### PAGE EXCERPT
☆ ☆ ☆
Here at AREA Yoga, we have a great variety of teachers from many different yoga schools and backgrounds. We seek to share our teachers’ knowledge and style with the AREA community as a whole – even if you can’t make it to each teacher’s class. “Tea with Our Teachers” is our way of fostering satsang – a forum to discuss our yoga practice.
I sat down with Anna to discuss her take on prenatal yoga. Having never been pregnant myself, and having never taken a prenatal yoga class, I was curious to learn about the prenatal practice and experience.
AY: What drew you to teach prenatal yoga?
AA: I’ve taught yoga for 10 years. In 2006, I had my son and from that experience – being pregnant while being a yoga teacher, giving birth, and so forth – I started teaching prenatal. I find it rewarding in a different way than teaching to regular folk.
AY: How so?
AA: Pregnant women have to deal with a constantly and quickly changing body. During my own pregnancy I found it to be an incredible lesson in all the things we strive to do as yogis. I was forced – against my will I might add – to be incredibly present with everything happening inside me, like never before or after. And I think about that when I teach prenatal: these women are going through this hyper presence-producing process and I get to support and direct it in a positive way.
AY: It’s very yogic: your own experience has given you a unique awareness. How do you tailor your classes for the needs of your students – both in terms of the physical practice and the emotional/mental/spiritual practice?
AA: There are a few things pregnant women can’t do, such as twists and extreme backbends, so this rules out a whole set of things I would cover in a regular class. The sun salutations are geared toward pregnant women, with step backs, no jumping, wider stance, and so on. I give a few variations for each posture and coming into and out of it, as there is a marked difference in what a women can do in early pregnancy versus in later pregnancy. In terms of the emotional/mental/spiritual, I do exercises that build on a woman’s intuition, her own inner reserves. Prenatal yoga is for the current moment, to stretch and strengthen the woman where she is that day but then to also prepare her for labor, giving birth. There is so much sensation. During labor of course, but also throughout the pregnancy. I’ve stopped using the P word [ed. note: pain] and focus on bringing women into their sensations, in warrior, in badha konasana, in pigeon. This is so elemental in yoga and yet for a pregnant woman, this is so in her face. IT is coming, there is no way out, so I hope to create in each class some feeling of sinking into what is, rather than what we hope for, usually a lessening of sensation. What is fascinating to me is that it is easier for pregnant women to get to these places than the rest of us in yoga.
☆ ☆ ☆
### Saved entries

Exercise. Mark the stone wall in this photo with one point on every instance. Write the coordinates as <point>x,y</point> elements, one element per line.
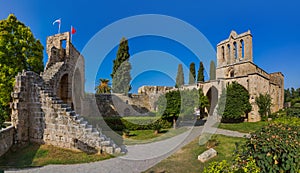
<point>6,139</point>
<point>43,105</point>
<point>116,105</point>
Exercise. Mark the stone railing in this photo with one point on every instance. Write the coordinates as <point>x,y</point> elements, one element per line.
<point>6,139</point>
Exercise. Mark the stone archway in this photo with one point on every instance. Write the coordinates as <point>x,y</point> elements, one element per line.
<point>212,95</point>
<point>63,89</point>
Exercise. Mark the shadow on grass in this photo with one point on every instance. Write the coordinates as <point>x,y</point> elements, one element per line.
<point>20,158</point>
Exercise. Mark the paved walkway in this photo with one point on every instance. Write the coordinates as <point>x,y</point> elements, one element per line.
<point>139,157</point>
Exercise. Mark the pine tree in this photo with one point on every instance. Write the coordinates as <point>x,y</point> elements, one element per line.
<point>192,74</point>
<point>201,73</point>
<point>179,77</point>
<point>121,70</point>
<point>212,71</point>
<point>19,50</point>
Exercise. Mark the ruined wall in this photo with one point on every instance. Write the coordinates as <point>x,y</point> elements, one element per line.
<point>6,139</point>
<point>27,116</point>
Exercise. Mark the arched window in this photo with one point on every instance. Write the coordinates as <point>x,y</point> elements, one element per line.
<point>235,50</point>
<point>223,52</point>
<point>242,47</point>
<point>229,51</point>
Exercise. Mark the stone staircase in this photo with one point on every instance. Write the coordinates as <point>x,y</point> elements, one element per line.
<point>67,129</point>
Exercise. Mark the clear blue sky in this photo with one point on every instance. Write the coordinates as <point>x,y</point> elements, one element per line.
<point>275,27</point>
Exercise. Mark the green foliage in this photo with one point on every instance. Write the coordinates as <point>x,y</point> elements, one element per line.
<point>292,95</point>
<point>201,72</point>
<point>275,148</point>
<point>225,167</point>
<point>121,70</point>
<point>135,123</point>
<point>180,76</point>
<point>192,74</point>
<point>212,70</point>
<point>234,103</point>
<point>19,50</point>
<point>3,115</point>
<point>169,105</point>
<point>176,103</point>
<point>292,121</point>
<point>122,78</point>
<point>103,87</point>
<point>264,103</point>
<point>218,167</point>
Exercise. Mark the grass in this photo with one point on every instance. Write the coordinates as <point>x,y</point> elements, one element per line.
<point>35,155</point>
<point>244,127</point>
<point>185,160</point>
<point>147,136</point>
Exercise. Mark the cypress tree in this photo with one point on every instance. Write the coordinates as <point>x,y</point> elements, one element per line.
<point>212,71</point>
<point>121,70</point>
<point>201,73</point>
<point>180,76</point>
<point>122,55</point>
<point>192,74</point>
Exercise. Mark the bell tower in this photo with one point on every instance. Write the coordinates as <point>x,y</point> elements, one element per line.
<point>235,49</point>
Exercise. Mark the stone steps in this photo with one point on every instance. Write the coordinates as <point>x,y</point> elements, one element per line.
<point>50,100</point>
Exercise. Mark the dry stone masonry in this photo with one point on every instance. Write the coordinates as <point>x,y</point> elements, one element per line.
<point>235,63</point>
<point>46,108</point>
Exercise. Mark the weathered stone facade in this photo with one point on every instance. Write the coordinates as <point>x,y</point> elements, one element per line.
<point>46,108</point>
<point>235,63</point>
<point>6,139</point>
☆ ☆ ☆
### WHAT THIS TASK INVOLVES
In the prenatal yoga interview, what year did Anna have her son? The listing isn't needed for what comes next.

### ANSWER TO THE PROBLEM
2006